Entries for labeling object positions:
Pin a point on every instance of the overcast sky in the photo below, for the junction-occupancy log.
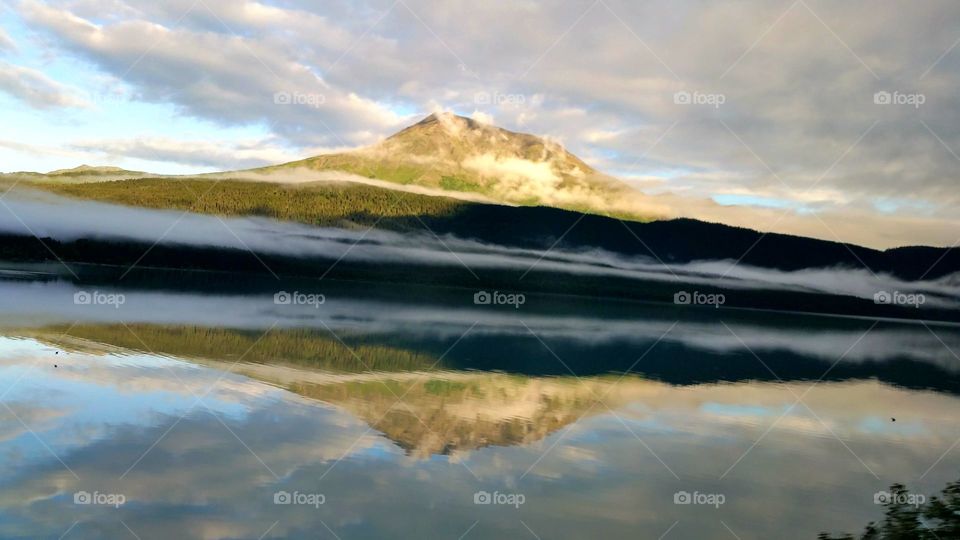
(784, 113)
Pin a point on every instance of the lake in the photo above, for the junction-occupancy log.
(231, 408)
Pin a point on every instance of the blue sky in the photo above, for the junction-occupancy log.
(779, 112)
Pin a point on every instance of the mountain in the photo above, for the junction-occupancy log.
(93, 170)
(453, 153)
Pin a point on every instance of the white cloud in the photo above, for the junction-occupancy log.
(36, 89)
(797, 83)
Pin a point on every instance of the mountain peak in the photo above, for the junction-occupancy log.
(454, 153)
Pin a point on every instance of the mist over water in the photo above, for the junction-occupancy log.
(36, 213)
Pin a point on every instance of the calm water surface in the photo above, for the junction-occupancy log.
(221, 414)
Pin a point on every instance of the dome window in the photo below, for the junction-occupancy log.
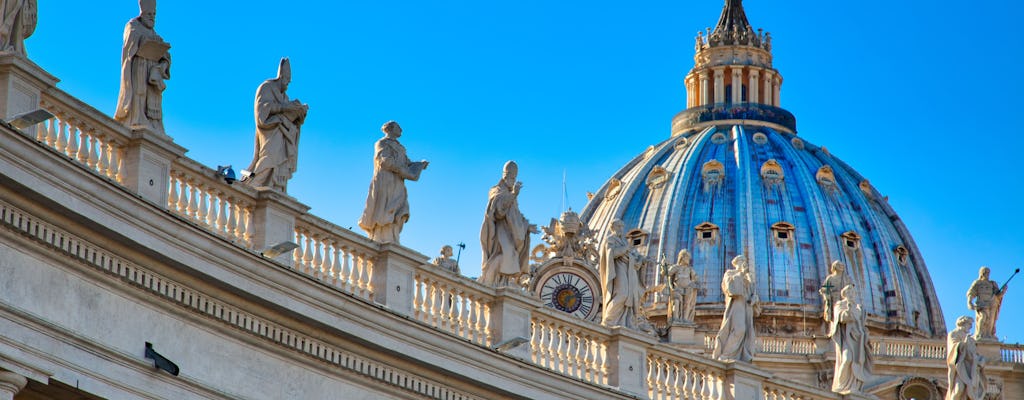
(771, 172)
(902, 255)
(826, 179)
(719, 138)
(657, 177)
(851, 240)
(707, 233)
(782, 234)
(760, 138)
(637, 237)
(614, 186)
(713, 173)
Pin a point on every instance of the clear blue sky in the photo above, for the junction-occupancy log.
(922, 97)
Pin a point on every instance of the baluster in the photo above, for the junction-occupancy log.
(222, 214)
(204, 210)
(172, 194)
(91, 157)
(103, 162)
(83, 146)
(51, 132)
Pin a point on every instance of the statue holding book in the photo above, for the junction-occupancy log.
(278, 123)
(387, 202)
(144, 65)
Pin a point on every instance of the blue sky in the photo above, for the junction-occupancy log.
(920, 97)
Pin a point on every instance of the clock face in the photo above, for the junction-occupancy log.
(568, 293)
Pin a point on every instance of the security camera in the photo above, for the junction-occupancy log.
(227, 173)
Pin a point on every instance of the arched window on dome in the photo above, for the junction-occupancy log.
(901, 255)
(783, 235)
(771, 173)
(713, 173)
(707, 233)
(657, 177)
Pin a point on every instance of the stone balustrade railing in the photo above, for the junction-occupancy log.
(335, 256)
(83, 134)
(569, 346)
(197, 193)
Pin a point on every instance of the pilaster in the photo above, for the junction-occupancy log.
(22, 84)
(10, 384)
(146, 164)
(511, 314)
(273, 221)
(628, 360)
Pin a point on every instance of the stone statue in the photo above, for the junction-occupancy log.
(848, 331)
(19, 17)
(985, 298)
(682, 280)
(965, 365)
(830, 289)
(619, 267)
(505, 233)
(278, 123)
(735, 338)
(387, 203)
(445, 262)
(144, 65)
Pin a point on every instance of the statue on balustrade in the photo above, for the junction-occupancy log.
(505, 233)
(19, 17)
(445, 262)
(985, 298)
(830, 289)
(965, 366)
(735, 338)
(848, 331)
(682, 281)
(620, 266)
(144, 65)
(387, 201)
(279, 121)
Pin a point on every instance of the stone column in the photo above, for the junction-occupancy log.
(394, 277)
(627, 360)
(719, 84)
(10, 384)
(146, 164)
(273, 221)
(743, 382)
(510, 317)
(776, 90)
(752, 96)
(704, 88)
(737, 85)
(22, 85)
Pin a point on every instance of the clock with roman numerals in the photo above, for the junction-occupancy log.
(569, 293)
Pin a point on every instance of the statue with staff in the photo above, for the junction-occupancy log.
(985, 298)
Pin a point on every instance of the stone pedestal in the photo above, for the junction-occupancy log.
(393, 279)
(10, 384)
(22, 83)
(628, 360)
(743, 381)
(510, 321)
(273, 221)
(146, 164)
(683, 334)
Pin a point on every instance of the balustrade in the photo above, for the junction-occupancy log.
(83, 138)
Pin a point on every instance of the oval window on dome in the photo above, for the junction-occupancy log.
(719, 138)
(771, 172)
(760, 138)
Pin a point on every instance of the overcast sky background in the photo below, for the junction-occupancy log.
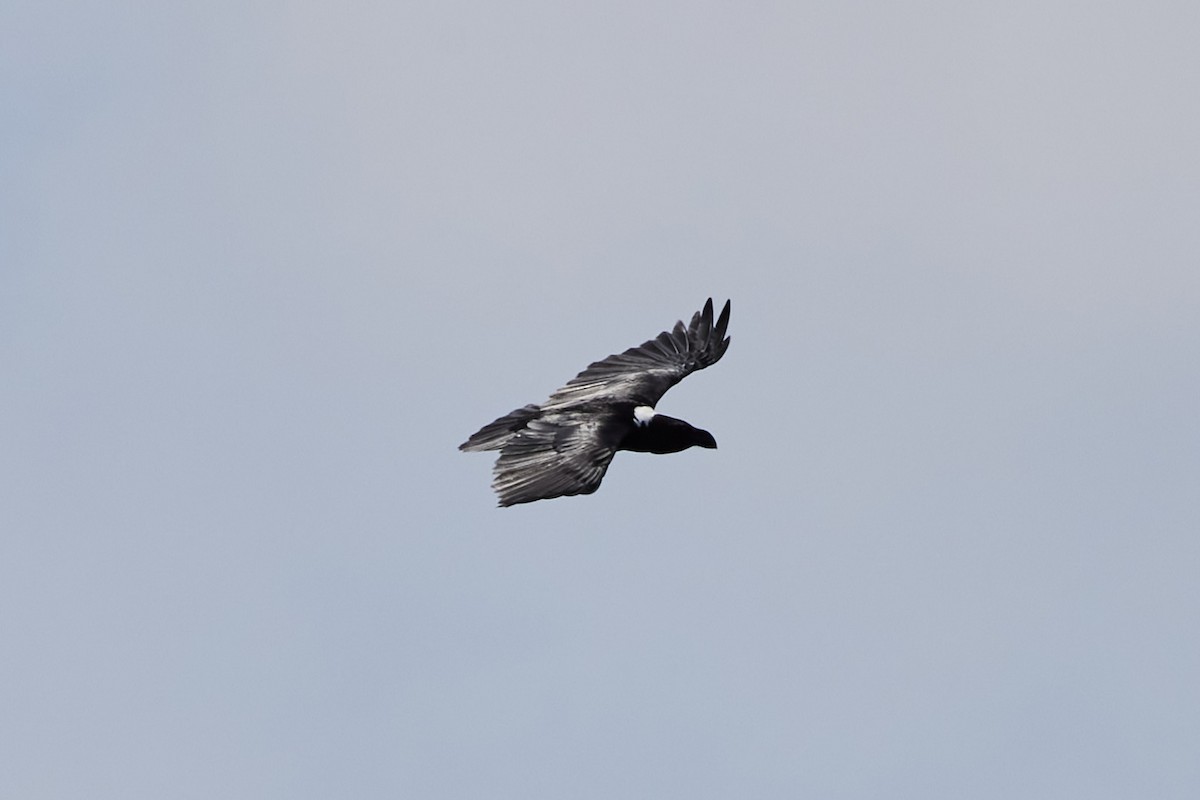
(263, 266)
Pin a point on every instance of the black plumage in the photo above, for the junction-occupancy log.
(564, 445)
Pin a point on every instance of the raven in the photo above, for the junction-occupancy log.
(564, 445)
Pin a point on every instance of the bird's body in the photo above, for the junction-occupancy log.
(564, 445)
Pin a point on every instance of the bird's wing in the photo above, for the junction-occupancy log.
(558, 453)
(642, 374)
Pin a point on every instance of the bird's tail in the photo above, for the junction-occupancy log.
(496, 434)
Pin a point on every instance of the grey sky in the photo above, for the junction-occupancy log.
(265, 265)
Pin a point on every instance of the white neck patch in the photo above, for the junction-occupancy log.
(642, 415)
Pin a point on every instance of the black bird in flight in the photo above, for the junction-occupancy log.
(564, 445)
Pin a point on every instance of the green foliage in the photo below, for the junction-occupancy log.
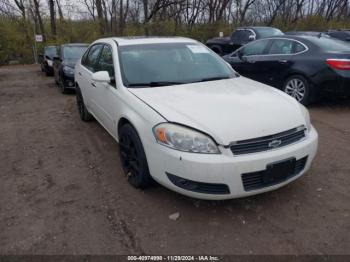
(17, 37)
(14, 41)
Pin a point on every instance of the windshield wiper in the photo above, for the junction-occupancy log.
(212, 79)
(155, 84)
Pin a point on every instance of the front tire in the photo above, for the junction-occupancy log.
(83, 112)
(298, 87)
(133, 158)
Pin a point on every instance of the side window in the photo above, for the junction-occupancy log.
(281, 47)
(106, 61)
(255, 48)
(91, 59)
(83, 59)
(299, 48)
(246, 35)
(237, 35)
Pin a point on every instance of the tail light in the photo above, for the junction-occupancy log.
(339, 64)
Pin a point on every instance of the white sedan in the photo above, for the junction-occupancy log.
(184, 118)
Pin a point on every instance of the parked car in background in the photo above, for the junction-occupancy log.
(47, 58)
(64, 64)
(302, 66)
(240, 37)
(184, 118)
(343, 35)
(308, 33)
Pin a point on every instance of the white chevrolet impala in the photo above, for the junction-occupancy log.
(187, 120)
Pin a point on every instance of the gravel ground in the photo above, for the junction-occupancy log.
(62, 190)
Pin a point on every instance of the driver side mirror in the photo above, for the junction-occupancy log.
(101, 76)
(251, 38)
(241, 56)
(56, 58)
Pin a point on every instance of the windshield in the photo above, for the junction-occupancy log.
(73, 52)
(329, 44)
(51, 51)
(170, 64)
(268, 32)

WHAT YOU NEED TO DO:
Copy out all of the lines above word for word, but leave out the pictures.

TASK OUTPUT:
Pin a point on every instance of the overcast sky in the photo below, for the junction-occupancy log.
(784, 113)
Pin a point on every instance of the lake in the photo above, for the junction-occupancy log.
(231, 408)
Pin a point on every instance of the blue sky in the photo above, for the junction-occupancy log.
(779, 112)
Pin a point on every instance of the mountain in the photo above, for the junction-occupancy log.
(93, 170)
(453, 153)
Pin a point on every instance of the white cloud in the photo above, for the junction-occupancy log.
(36, 89)
(797, 83)
Pin a point on every instance of the mountain peak in the photo above, for the junction-occupancy log.
(454, 153)
Pin a point on every instance of the mist over water in the photo above, for the junction-occupancy log.
(36, 213)
Pin a point on every instance of the calm water surface in the photo above, for the junction-occupancy log.
(221, 414)
Pin a point on every instance of the dome window in the photo below, for the junction-occupancy log.
(771, 172)
(902, 255)
(826, 179)
(719, 138)
(657, 177)
(851, 240)
(707, 233)
(782, 234)
(760, 138)
(637, 237)
(614, 186)
(713, 173)
Pin a point on every instance of the clear blue sky in the photo above, for the junction-occupancy log.
(922, 97)
Pin a point on every instance of the baluster in the photo above, for the junction-occupancy log.
(222, 214)
(204, 210)
(172, 194)
(91, 157)
(103, 162)
(83, 146)
(51, 132)
Pin a point on every instance of the statue holding book in the photo above, for the junction-occupancy log.
(278, 123)
(387, 202)
(144, 65)
Pin a point on every instance of the blue sky in the photo above, for the junction-occupancy log.
(920, 97)
Pin a point on every instance of the clock face in the photo above, for the junction-occupancy log.
(568, 293)
Pin a point on every instance of the security camera in the photo above, for the junction-occupancy log.
(227, 173)
Pin a point on every instance of the arched window on dome in the photo above, for the junction-occupancy log.
(901, 255)
(783, 235)
(771, 173)
(713, 173)
(707, 233)
(657, 177)
Pin a point on every instance of the stone balustrade railing in the photo above, for the junction-occupancy log.
(335, 256)
(83, 134)
(569, 346)
(197, 193)
Pin a point on every instance of the pilaster in the photo above, for the junction-occupancy log.
(22, 84)
(10, 384)
(146, 164)
(511, 314)
(273, 221)
(628, 360)
Pin a point on every instance of the stone statue in the photo above, for the junction-occupancy log.
(848, 331)
(19, 17)
(985, 298)
(682, 280)
(965, 365)
(830, 289)
(619, 267)
(505, 233)
(278, 123)
(735, 338)
(387, 203)
(445, 262)
(144, 65)
Pin a point on every instance of the statue on balustrade in the photo above, for the junction-occupancy log.
(505, 233)
(19, 17)
(445, 262)
(985, 298)
(830, 289)
(965, 366)
(735, 338)
(848, 331)
(682, 281)
(620, 266)
(144, 65)
(387, 201)
(279, 121)
Pin a point on every instance of the stone column in the photo above, for the junction-occupancy log.
(394, 277)
(627, 360)
(719, 84)
(10, 384)
(146, 164)
(273, 221)
(743, 382)
(510, 317)
(776, 90)
(752, 96)
(704, 88)
(737, 85)
(22, 85)
Pin a point on every instance of the clock with roman numerals in the photo above, for the junction-occupancy log.
(569, 293)
Pin a point on every instance of the statue with staff in the photo above, for the junction-occupancy log.
(985, 298)
Pin a point on every instance of the stone pedestal in the photo above, for the junction-occupancy log.
(393, 279)
(10, 384)
(22, 83)
(628, 360)
(743, 381)
(510, 321)
(273, 221)
(146, 164)
(683, 334)
Pin a point on every instance of the balustrade in the photo above, for the junction-occupancy log.
(83, 138)
Pin a point on every instance of the oval window on dome in the photo above, for the junction-occupancy log.
(719, 138)
(771, 172)
(760, 138)
Pin a point on every instance of the overcast sky background in the photo below, for the junction-occupancy log.
(263, 266)
Pin a point on every instance of the black plumage in the photo above, for the junction-occupancy log.
(564, 445)
Pin a point on every instance of the raven in the photo above, for the junction-occupancy log.
(564, 445)
Pin a point on every instance of the bird's body in the photo above, for the junction-occupancy log.
(564, 445)
Pin a point on every instance of the bird's wing in the photo above, for the junction-occupancy log.
(558, 453)
(642, 374)
Pin a point on every instance of the bird's tail in the photo above, for the junction-occupancy log.
(496, 434)
Pin a point on every instance of the grey sky in the photo above, for the junction-occupancy log.
(265, 265)
Pin a point on every instance of the white neck patch in the photo above, for the junction-occupancy log.
(642, 415)
Pin a point on every instance of the black bird in flight in the photo above, for the junction-occupancy log.
(564, 445)
Pin a point on every instance of the green foliage in the photo below, for the junction-occupancy log.
(17, 37)
(14, 41)
Pin a point on every instance of the windshield wiper in the photo above, for the junction-occupancy log.
(212, 79)
(155, 84)
Pin a point on every instance of the front tire in the photo above, for the junction-occupancy log.
(83, 112)
(298, 87)
(133, 158)
Pin a point on every instance of the side window in the photo above, for the junction-occupancy log.
(281, 47)
(106, 61)
(255, 48)
(91, 59)
(83, 59)
(299, 48)
(246, 35)
(237, 35)
Pin a point on every instance of the tail light in the photo above, for the junction-occupancy log.
(339, 64)
Pin a point on every instance of the white sedan in the photo above, for the junction-occupancy log.
(184, 118)
Pin a point on every instance of the parked car in background in the photo above, for the junction-occupancy log.
(47, 58)
(64, 64)
(302, 66)
(240, 37)
(184, 118)
(343, 35)
(308, 33)
Pin a point on every instance of the white chevrolet impala in the photo above, for the junction-occupancy log.
(187, 120)
Pin a point on every instance of the gravel ground in the photo above, for the junction-occupancy log.
(62, 190)
Pin a point on every instance of the driver side mirror in the photo above, for the junction-occupancy log.
(101, 76)
(251, 38)
(241, 56)
(56, 58)
Pin a point on every instance of the windshield in the photo above, for the junction-occupancy log.
(73, 52)
(329, 44)
(51, 51)
(170, 64)
(268, 32)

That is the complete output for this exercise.